--- BEGIN MATERIAL FOR THE TASK ---

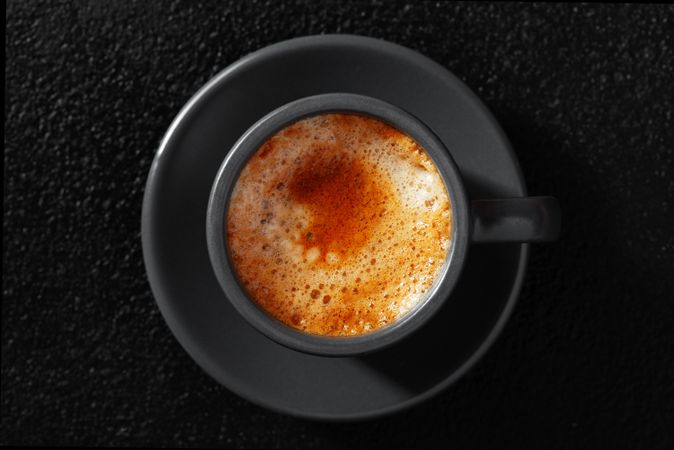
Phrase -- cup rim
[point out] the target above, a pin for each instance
(228, 175)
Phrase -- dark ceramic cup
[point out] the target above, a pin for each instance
(528, 219)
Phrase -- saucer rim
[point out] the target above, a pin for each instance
(149, 254)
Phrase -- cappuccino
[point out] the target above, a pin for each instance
(339, 225)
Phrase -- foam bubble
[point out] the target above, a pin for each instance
(344, 208)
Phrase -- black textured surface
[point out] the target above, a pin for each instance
(585, 95)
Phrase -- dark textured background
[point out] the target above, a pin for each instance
(585, 94)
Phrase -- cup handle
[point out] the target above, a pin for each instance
(525, 219)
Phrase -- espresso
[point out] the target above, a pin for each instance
(338, 225)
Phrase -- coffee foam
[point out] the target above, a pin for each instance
(339, 225)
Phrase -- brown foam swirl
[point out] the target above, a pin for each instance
(338, 225)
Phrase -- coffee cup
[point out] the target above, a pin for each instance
(527, 219)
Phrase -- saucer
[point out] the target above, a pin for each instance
(188, 294)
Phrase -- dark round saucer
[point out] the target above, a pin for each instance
(174, 236)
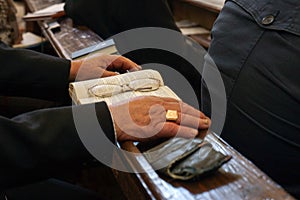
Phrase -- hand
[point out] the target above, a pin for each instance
(144, 119)
(100, 65)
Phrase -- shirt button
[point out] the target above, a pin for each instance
(267, 20)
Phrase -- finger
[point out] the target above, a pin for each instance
(122, 64)
(182, 107)
(192, 121)
(172, 129)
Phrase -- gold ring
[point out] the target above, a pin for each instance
(206, 121)
(171, 115)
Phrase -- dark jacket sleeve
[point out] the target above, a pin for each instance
(44, 143)
(31, 74)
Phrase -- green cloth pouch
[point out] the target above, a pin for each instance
(185, 159)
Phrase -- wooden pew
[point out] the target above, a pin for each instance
(237, 179)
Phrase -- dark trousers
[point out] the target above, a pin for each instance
(260, 70)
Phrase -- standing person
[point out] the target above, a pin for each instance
(256, 47)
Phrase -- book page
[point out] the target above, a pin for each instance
(81, 91)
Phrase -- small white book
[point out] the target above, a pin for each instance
(118, 88)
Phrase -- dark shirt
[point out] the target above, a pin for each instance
(256, 47)
(44, 143)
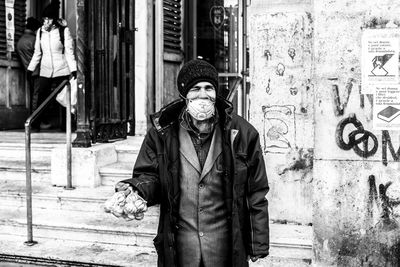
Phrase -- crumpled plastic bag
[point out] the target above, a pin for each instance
(126, 204)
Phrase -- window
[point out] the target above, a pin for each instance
(19, 25)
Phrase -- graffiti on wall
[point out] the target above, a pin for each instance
(299, 160)
(279, 128)
(379, 243)
(358, 139)
(363, 142)
(339, 104)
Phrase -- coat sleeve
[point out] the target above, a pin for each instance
(69, 50)
(257, 201)
(37, 54)
(145, 176)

--- END MATERIAL FOR THE TASK ---

> _WHAT YOU SHOULD DO_:
Please quote every one of the items above word for word. Leave out the picture lines.

> _RESULT OF THE EXERCISE_:
Phrase -- cup rim
[point out] the target above, a pin for each instance
(228, 175)
Phrase -- dark ceramic cup
[point out] the target above, a pin for each instance
(528, 219)
Phrase -- saucer rim
[point out] the target above, a pin for each instance
(149, 254)
Phrase -- cappuccino
[point out] the target above, a pin for each instance
(339, 225)
Phrase -- foam bubble
[point out] the target above, a pin for each instance
(344, 208)
Phrase -- black textured surface
[point out] the target above, a pin for each instance
(585, 95)
Phrase -- dark textured background
[point out] the target above, a pin for each instance
(585, 94)
Phrase -- cup handle
[point out] the target above, a pin for each instance
(525, 219)
Phrase -- espresso
[point out] the target above, a pin for each instance
(338, 225)
Phrase -- coffee foam
[point out] the target above, a pin for each instance
(339, 225)
Phrase -- brown foam swirl
[point out] the target above, a pin for each instance
(338, 225)
Phrase -- coffee cup
[point out] the target above, a pin for each instance
(527, 219)
Phrase -- saucer
[point out] the target above, a pin for each instance
(188, 294)
Phrase -- dark round saucer
[point out] the target above, a pin for each instance
(174, 236)
Phrase -- hand
[point out] the target above, a pin for each instance
(144, 119)
(100, 65)
Phrase -- shirt button
[point out] the target above, a pin for each instance
(267, 20)
Phrase -- finger
[point out] the target above, a pin for each instance
(122, 64)
(182, 107)
(192, 121)
(172, 129)
Phrase -- gold ring
[point out] the target above, a pin for each instance
(206, 121)
(171, 115)
Phrase -- dark jacket sleeve
[point out] the target above, a pin for each instance
(44, 143)
(31, 74)
Phrase -- green cloth pouch
[point out] the target above, a pin for each instance
(185, 159)
Phrase -- wooden pew
[point out] the target above, a pin for each instance
(237, 179)
Phrase -- dark trousers
[point out] the target above, a pin for each instance
(260, 70)
Phrase -- standing person
[point out] the target above, a pin for each instance
(256, 47)
Phrase -- book page
[point out] the target above, a pin for each instance
(81, 91)
Phrase -- small white book
[point out] the target above, a pin for each instance
(118, 88)
Phrase -- dark shirt
[point out] the target above, a pin for each instance
(256, 47)
(44, 143)
Phrase -- crumpled plastic bag
[point out] the target above, a pin for each instance
(126, 204)
Phrase -- window
[point out] the target above, a pin for each instance
(19, 25)
Phrase -- graffiti on wall
[point out] the target above, a pin for each instance
(299, 160)
(279, 128)
(379, 243)
(358, 139)
(363, 142)
(339, 104)
Phrase -- coat sleeve
[point out] the target above, a pin for each instance
(69, 50)
(257, 201)
(37, 54)
(145, 176)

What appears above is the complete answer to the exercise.